### Exercise
Could you set down every entry below exactly as it is?

☆ ☆ ☆ ☆

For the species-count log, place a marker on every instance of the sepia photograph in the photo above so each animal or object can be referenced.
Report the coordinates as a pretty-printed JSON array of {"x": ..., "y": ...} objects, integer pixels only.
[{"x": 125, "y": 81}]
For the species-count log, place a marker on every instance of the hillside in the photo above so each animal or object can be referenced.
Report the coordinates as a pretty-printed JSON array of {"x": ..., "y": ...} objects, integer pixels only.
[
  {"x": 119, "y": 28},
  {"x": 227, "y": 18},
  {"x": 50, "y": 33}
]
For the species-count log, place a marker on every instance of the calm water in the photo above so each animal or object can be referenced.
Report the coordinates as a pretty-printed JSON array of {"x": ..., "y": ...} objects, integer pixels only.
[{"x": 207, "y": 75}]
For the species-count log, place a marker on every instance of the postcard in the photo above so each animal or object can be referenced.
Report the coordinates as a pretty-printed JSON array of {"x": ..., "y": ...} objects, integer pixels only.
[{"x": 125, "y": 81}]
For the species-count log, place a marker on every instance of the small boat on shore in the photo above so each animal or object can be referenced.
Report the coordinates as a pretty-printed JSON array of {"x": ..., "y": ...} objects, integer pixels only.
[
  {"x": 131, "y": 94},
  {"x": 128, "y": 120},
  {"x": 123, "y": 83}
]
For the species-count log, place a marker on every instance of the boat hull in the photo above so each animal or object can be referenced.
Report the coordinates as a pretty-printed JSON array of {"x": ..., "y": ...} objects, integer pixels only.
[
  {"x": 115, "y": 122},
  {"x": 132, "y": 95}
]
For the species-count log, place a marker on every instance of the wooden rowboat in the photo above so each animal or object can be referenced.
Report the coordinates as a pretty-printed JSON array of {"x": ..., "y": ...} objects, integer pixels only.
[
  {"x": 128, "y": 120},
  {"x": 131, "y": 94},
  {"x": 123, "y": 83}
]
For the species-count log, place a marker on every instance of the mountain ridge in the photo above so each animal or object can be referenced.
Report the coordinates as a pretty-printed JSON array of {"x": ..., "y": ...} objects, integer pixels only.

☆ ☆ ☆ ☆

### Output of the exercise
For the species-count log, place a marker on every instance of the sepia photograph in the photo above so each animal or object can be referenced.
Report the coordinates as a pretty-printed JSON array of {"x": ..., "y": ...} objects, integer pixels only.
[{"x": 125, "y": 81}]
For the species-count log, place a marker on every instance of the hillside in the photo above so each animal or object can be referenced.
Report the coordinates as a pretty-printed JSON array of {"x": ..., "y": ...} objects, integer pixels only.
[
  {"x": 119, "y": 28},
  {"x": 227, "y": 18},
  {"x": 50, "y": 33}
]
For the species-count log, place a marker on every instance of the calm water in the photo above so each animal or object can be referenced.
Report the coordinates as a pretty-printed JSON array of {"x": ..., "y": ...} objects, integer pixels only.
[{"x": 207, "y": 75}]
For the species-count log, place a marker on every instance of the postcard in the photo above so each animal or object can be referenced.
Report the coordinates as a pretty-printed JSON array of {"x": ..., "y": ...} objects, integer pixels only.
[{"x": 125, "y": 81}]
For the species-count log, place a marker on every instance of the small boat on shore in the photo above so each animal or object can be referenced.
Report the coordinates as a pretty-printed JSON array of {"x": ..., "y": ...} objects, integer pixels only.
[
  {"x": 131, "y": 94},
  {"x": 128, "y": 120},
  {"x": 123, "y": 83}
]
For the species-count log, place a marker on every instance of the boat hull in the photo above so each animal or object can be referenced.
Report the coordinates as a pretty-printed JSON array of {"x": ..., "y": ...} objects, integer pixels only.
[
  {"x": 115, "y": 122},
  {"x": 132, "y": 95}
]
For the species-count log, place a marker on every instance of the wooden rowboat in the photo above so each animal or object can be referenced.
Report the coordinates as a pretty-printed JSON array of {"x": ..., "y": ...} objects, integer pixels only.
[
  {"x": 128, "y": 120},
  {"x": 131, "y": 94},
  {"x": 123, "y": 83}
]
For the species-count log, place a marker on every instance of the mountain ridge in the photo above so each animal or object can be referenced.
Report the coordinates as a pretty-printed JSON array of {"x": ..., "y": ...} objects, integer pixels only.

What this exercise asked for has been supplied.